#### [ZITIERTER TEXT]
+ + +
100422_VortragHünfeld/Bad Neustadt. Es gab keinen freien Platz mehr im Servicezentrum der VR-Bank NordRhön eG in Hünfeld; so groß war das Interesse bei den hessischen Landwirten, mehr über die Möglichkeiten landwirtschaftlicher Energienetzwerke zu erfahren. Referent Michael Diestel, Geschäftsführer des Kreisbauern-verbandes Rhön-Grabfeld, gab einen Überblick über die bereits bestehenden regenerativen Energieanlagen in dem unterfränkischen Nachbarkreis, an denen Landwirte, Einwohner und Kommunen beteiligt sind und von denen sie inzwischen finanziell profitieren.

Der Vortrag, der unter dem Motto stand „Gemeinschaft: Menschen bewegen – Strukturen, die Hunger nach Projekten haben“, fand im Rahmen des Forschungs- und Entwicklungsvorhabens „Biosphären-reservate als Modellregionen für Klimaschutz und Klimaanpassung“ für den hessischen Teil des Biosphärenreservats Rhön statt. Das Klimaschutzprojekt, das vom Bundesamt für Naturschutz ausgelobt wurde und vom Bundesumweltministerium finanziert wird, widmet sich den Themen klimafreundliches Haus, Aufbau landwirtschaftlicher Energienetzwerke, beinhaltet Klimafachvorträge und soll kleine und mittelständische Unternehmen hinsichtlich der Energieeffizienz beraten.
+ + +
#### [DATENBLOCK]
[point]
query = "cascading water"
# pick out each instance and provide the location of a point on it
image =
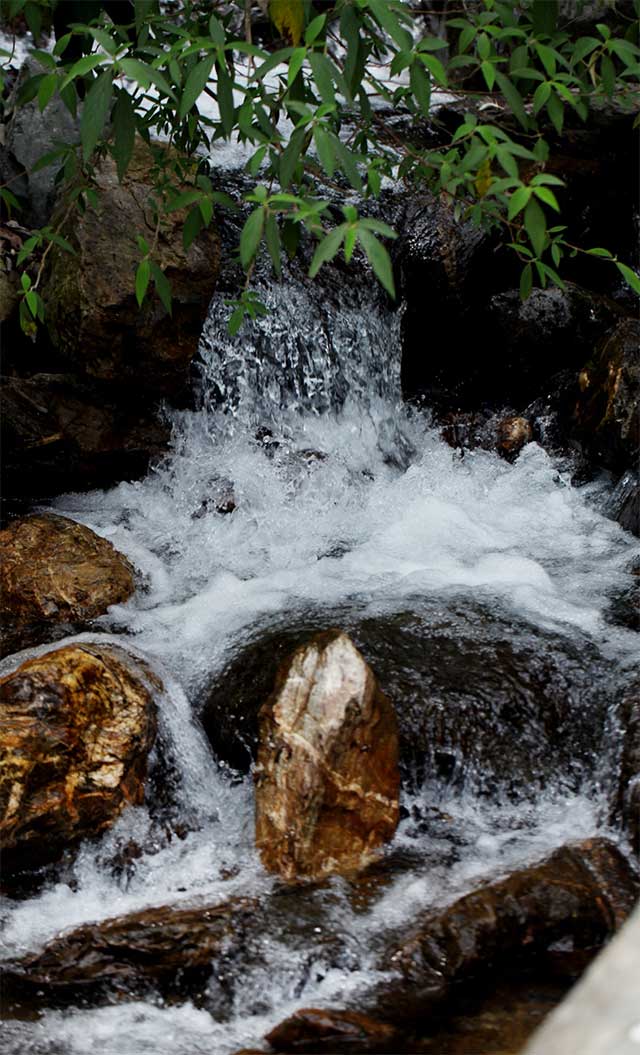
+ + +
#### [ANFORDERUNG 1]
Welche Gruppen sind laut dem Bericht über den Vortrag in Hünfeld an den regenerativen Energieanlagen im unterfränkischen Nachbarkreis beteiligt? Nenne alle.
#### [ANFORDERUNG 2]
Führe den Bericht über den Vortrag in Hünfeld im Anschluss an seinen letzten Satz weiter.

#### [ERGEBNIS 1]
Landwirte, Einwohner und Kommunen.

#### [ERGEBNIS 2]
Mit erneuerbaren Energien sei viel Geld zu verdienen, und das auf lange Sicht, sagte der Sachgebietsleiter Biosphärenreservat Rhön beim Landkreis Fulda, Martin Kremer. „Wir sollten deshalb das Geld bei uns in der Region lassen und Energieprojekte, wo immer es geht, gemeinsam angehen, damit unsere Landwirte und unsere Dörfer davon profitieren“, sagte Kremer. Gleichzeitig erklärte er, dass er die Entwicklung bezüglich Biogasanlagen in der hessischen Rhön inzwischen „mit Sorge“ sehe.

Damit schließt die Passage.